→ LISTED ENTRIES:
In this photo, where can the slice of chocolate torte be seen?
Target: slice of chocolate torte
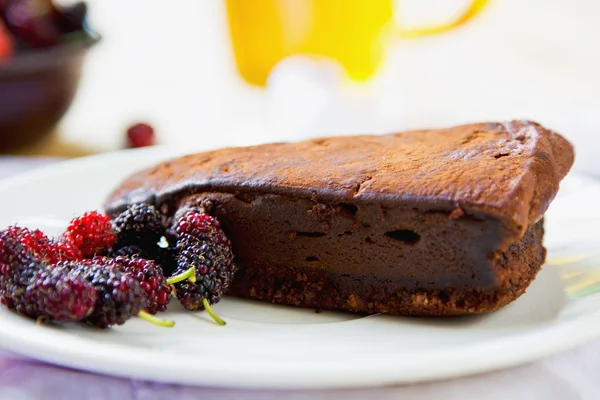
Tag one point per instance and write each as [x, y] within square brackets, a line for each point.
[431, 222]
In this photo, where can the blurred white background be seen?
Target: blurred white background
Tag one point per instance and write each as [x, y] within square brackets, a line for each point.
[170, 63]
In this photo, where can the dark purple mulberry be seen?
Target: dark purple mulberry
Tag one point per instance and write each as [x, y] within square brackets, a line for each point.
[202, 244]
[140, 225]
[149, 276]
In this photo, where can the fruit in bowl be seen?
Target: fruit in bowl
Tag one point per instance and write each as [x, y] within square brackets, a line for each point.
[42, 46]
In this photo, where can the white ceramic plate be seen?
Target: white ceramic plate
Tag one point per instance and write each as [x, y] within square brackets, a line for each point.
[276, 346]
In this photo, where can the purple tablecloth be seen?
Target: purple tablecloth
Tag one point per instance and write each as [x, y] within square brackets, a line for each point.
[573, 374]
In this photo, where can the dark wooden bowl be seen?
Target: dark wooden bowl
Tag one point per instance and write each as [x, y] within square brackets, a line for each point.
[37, 88]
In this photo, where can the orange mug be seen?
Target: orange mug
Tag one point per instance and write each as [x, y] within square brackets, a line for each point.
[263, 32]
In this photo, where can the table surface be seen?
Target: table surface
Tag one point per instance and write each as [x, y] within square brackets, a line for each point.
[574, 374]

→ AIM OF THE EXERCISE: Write out the material above once more, exactly as it reads, with no pictures.

→ FINISHED TASK:
In this photo, where can the slice of chocolate torte be seen?
Target: slice of chocolate torte
Tag one point per instance and write each as [x, y] within square brackets, a line for each point.
[431, 222]
In this photo, where can the blurred white background be seen?
Target: blurred white background
Tag one point per instance and write each as [x, y] within square brackets, a line for each point.
[170, 63]
In this photo, where can the dark purple mulberry be seen?
Target: dark purple mulberry
Tag one point per instance and write each as [x, y] within square brackets, a line for each point.
[202, 244]
[140, 225]
[149, 276]
In this photo, where can the fruit in bowl be seen?
Target: fruit in bowl
Tag one point per instance and write each as [x, y] within square brackets, a line for each point.
[42, 46]
In this photo, where can the white ceramic plate be seen?
Target: white ceramic plate
Tag one point per instance and write each as [x, y] within square brackets, a line for each point.
[276, 346]
In this photo, where can the purple tablecloth be seen?
Target: purple tablecloth
Tag one point per instance and write each as [x, y] within square brackets, a line for each point.
[573, 374]
In this photo, where can the dark wooden bowl be seen?
Target: dark wooden bowl
Tag one point per instance and write each as [x, y] within square brackets, a line for each point.
[37, 88]
In this photo, where can the orange mug be seen?
Target: orange mug
Tag one point per instance and write each as [x, y] within square brackets, a line for each point.
[263, 32]
In this photo, where can the table surface be seen?
Target: table surface
Tag one point per instance and write each as [x, y] within square brackets, a line for each point.
[574, 374]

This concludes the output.